Introduction to encryption for embedded Linux developers


This article is an introduction to encryption for embedded Linux developers.

It’s the first article in a series about how to use encryption on embedded Linux devices.

In this first part, I will cover the basic concepts, including an introduction to security, confidentiality and encryption, the main motivations and how it works, types of encryption (symetric and asymetric key encryption), the most commonly used ciphers and the trade-offs between them.

Although my focus here is embedded Linux, the concepts covered in these series of articles can be applied to all kinds of projects and might be useful for everyone dealing with encryption on embedded devices.

If you prefer an one hour talk instead of reading this article, you can also watch the talk “Introduction to encryption for embedded Linux developers” presented at Embedded Online Conference 2021.

Now let’s start with some introduction about security and encryption…

Security and encryption

Security is all about risk mitigation. You have something you want to protect (let’s call it an asset) because it brings you value. If the value of this asset is higher than the costs to protect it, you will probably spend some resources to mitigate the risks of this asset being compromised. Encryption is just one of the available risk mitigations techniques.

In the security field, encryption solves the confidentiality problem. According to Wikipedia, confidentiality is “the property that information is not made available or disclosed to unauthorized individuals, entities, or processes”.

.....

PROBLEMS
1. Translate the sentence "Security is all about risk mitigation." from the encryption article into Spanish.
2. Restate the paragraph of the encryption article beginning "Security is all about risk mitigation" as a short bulleted list that keeps its main facts.

Stored items from a collection
.....

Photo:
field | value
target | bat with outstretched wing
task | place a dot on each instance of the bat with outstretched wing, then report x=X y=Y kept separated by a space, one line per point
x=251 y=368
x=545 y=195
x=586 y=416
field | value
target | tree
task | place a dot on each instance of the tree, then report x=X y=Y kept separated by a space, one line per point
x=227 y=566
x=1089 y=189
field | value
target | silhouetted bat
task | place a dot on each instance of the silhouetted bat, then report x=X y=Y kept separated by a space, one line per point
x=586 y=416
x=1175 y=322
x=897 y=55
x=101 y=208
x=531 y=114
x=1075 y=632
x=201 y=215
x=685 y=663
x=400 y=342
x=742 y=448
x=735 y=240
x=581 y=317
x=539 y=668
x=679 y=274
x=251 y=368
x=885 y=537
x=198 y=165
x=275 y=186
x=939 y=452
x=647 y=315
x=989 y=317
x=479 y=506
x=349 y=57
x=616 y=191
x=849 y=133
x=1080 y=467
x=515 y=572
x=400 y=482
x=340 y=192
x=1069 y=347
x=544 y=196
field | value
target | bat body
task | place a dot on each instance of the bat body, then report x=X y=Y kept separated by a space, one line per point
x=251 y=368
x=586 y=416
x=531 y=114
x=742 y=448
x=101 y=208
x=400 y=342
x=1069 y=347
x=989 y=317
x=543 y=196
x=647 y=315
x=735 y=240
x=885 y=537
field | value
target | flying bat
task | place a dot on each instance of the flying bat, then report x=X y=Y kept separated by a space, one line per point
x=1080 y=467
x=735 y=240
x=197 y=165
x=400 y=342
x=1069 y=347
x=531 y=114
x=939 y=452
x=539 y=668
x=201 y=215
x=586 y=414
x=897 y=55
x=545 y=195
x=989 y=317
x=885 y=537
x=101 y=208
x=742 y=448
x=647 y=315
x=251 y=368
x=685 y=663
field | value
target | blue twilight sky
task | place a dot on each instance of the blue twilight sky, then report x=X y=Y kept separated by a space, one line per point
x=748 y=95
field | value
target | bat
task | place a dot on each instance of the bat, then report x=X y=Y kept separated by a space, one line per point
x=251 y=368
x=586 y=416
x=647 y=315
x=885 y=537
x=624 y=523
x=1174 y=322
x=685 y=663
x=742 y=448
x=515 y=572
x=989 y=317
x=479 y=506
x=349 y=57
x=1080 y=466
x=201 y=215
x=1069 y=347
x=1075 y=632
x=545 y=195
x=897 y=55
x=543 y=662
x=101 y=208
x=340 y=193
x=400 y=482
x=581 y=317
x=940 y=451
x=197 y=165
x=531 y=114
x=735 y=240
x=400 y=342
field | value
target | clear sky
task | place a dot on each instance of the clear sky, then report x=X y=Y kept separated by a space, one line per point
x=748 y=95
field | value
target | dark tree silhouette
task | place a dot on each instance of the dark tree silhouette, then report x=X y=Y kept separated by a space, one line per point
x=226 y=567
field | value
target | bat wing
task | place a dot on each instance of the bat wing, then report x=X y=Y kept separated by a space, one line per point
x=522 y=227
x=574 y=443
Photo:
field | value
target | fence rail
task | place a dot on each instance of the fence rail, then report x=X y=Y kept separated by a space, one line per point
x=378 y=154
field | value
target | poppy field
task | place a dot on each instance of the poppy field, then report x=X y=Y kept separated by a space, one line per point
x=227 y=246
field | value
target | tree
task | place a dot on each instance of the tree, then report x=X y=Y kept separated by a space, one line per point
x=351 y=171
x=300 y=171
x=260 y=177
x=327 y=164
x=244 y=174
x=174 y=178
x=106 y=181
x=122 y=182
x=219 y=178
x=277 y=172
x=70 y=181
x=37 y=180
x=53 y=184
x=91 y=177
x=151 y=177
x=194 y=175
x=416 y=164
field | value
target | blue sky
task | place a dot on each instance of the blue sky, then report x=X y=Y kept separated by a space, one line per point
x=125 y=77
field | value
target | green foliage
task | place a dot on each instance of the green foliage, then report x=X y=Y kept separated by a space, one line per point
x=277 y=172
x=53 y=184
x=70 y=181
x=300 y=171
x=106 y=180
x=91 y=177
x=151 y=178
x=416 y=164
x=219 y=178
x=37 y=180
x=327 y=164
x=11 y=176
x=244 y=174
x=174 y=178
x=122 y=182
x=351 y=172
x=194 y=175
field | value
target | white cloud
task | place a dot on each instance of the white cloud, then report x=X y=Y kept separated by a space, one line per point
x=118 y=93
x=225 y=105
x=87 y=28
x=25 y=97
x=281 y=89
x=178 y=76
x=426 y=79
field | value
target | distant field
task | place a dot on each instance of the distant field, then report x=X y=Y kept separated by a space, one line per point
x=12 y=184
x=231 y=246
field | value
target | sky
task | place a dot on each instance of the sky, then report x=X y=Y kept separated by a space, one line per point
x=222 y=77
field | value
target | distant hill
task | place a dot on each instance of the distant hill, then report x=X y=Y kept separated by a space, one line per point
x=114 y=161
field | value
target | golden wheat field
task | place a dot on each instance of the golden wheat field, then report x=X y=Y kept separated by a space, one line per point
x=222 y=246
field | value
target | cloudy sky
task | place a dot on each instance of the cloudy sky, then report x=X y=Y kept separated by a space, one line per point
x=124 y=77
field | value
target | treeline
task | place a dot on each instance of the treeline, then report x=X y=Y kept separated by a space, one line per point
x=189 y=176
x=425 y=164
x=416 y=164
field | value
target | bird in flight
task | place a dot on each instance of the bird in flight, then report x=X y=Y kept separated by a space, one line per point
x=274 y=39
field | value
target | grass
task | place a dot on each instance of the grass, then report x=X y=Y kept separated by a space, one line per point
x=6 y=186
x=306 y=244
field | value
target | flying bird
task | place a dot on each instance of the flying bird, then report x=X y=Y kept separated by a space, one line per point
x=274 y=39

.....

SOLUTIONS BELOW
1. La seguridad consiste fundamentalmente en mitigar riesgos.

2.
- Security is about mitigating risk.
- An asset is something you want to protect because it brings you value.
- If an asset's value is higher than the cost of protecting it, you will probably spend resources to reduce the risk of it being compromised.
- Encryption is one of several available risk mitigation techniques.